## Work instructions
1 - List the three things that, according to the interview with Louisiana's state superintendent of schools, John White has introduced during his seven years in the post.
2 - Duplicate the passage of the interview with Louisiana's state superintendent of schools that runs from "Insofar as the" up to and including "have been supportive.".

## Excerpt
..............................
In his seven years as Louisiana’s state superintendent of schools, John White has introduced new academic standards, new curricula and, now, new ways to measure student success. It’s an ambitious attempt to bring school reform to the classroom, and a campaign fraught with challenges. FutureEd talked to White about the work and the lessons he’s learned about scaling instructional reform, finding the right balance between state and local control, and the value of building standardized reading tests based on what students have studied in English, social studies and other subjects.
The Common Core has been unpopular in deep red states like Louisiana yet you have set about revamping your curriculum and instruction to align with the Common Core. How have you fended off your critics?
I should say first that polling on the substance of academic standards that are comparable across state lines is actually pretty good. So I don’t accept that the idea itself is wildly unpopular. I understand that certain brands and taglines in political environments incite anxiety, but that’s really not always the same thing as substantive objection.
Insofar as the new standards were simply standards that are comparable across state lines when properly explained and when properly delivered, my experience is that the teachers and parents have been supportive.
What does that look like in Louisiana?
The notion of standards-based reform was really that it would inspire a more coherent set of academic pillars for our country’s school system. And that included the preparation of teachers in accordance with higher standards, the design and implementation of curriculum, the ongoing support of teachers, and ultimately then, accountability systems and measurement systems, including tests, that reflected those standards.
..............................
## Supplied information

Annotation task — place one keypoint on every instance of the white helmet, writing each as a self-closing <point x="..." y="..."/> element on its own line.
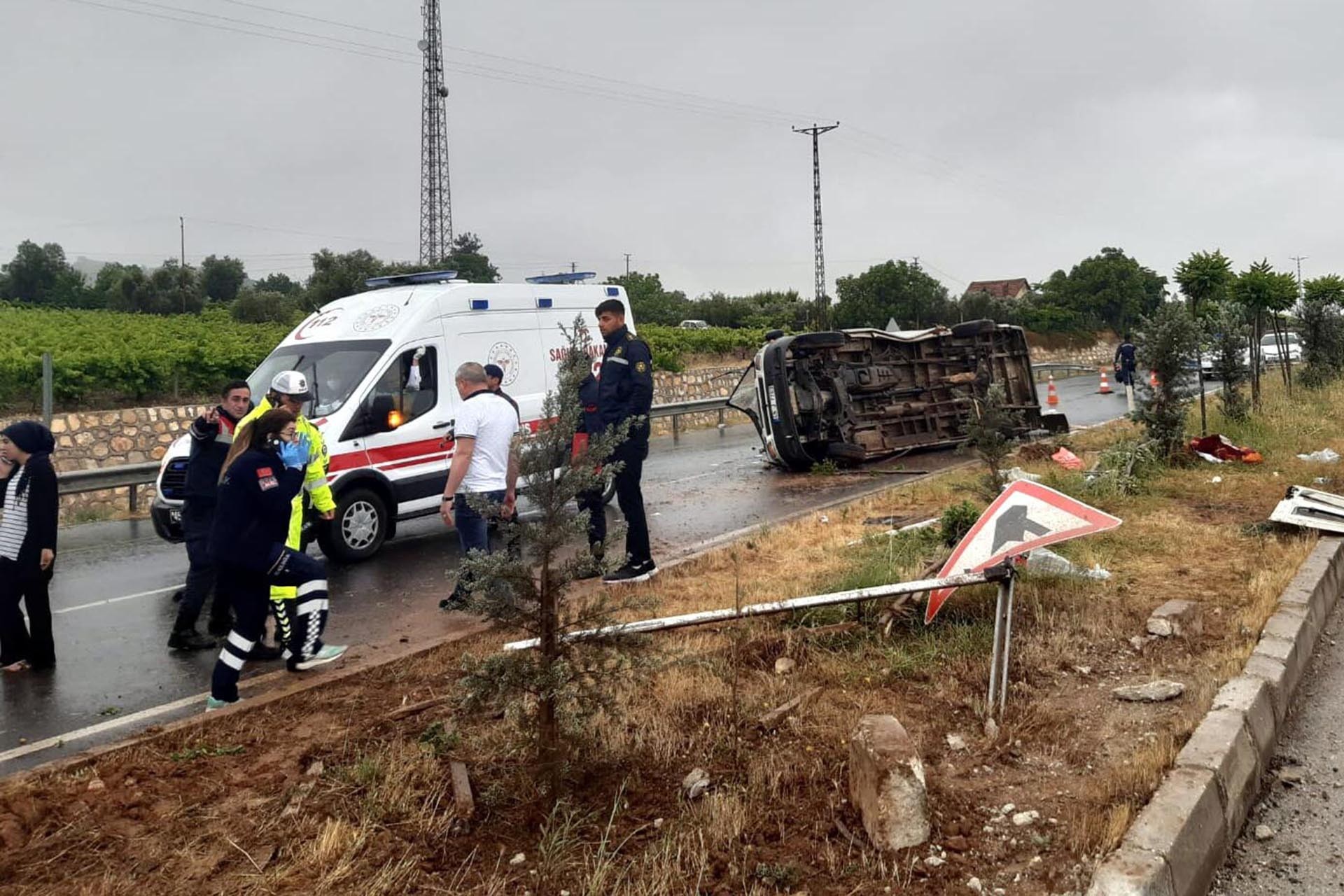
..............................
## In response
1 -
- New academic standards
- New curricula
- New ways to measure student success

2 -
Insofar as the new standards were simply standards that are comparable across state lines when properly explained and when properly delivered, my experience is that the teachers and parents have been supportive.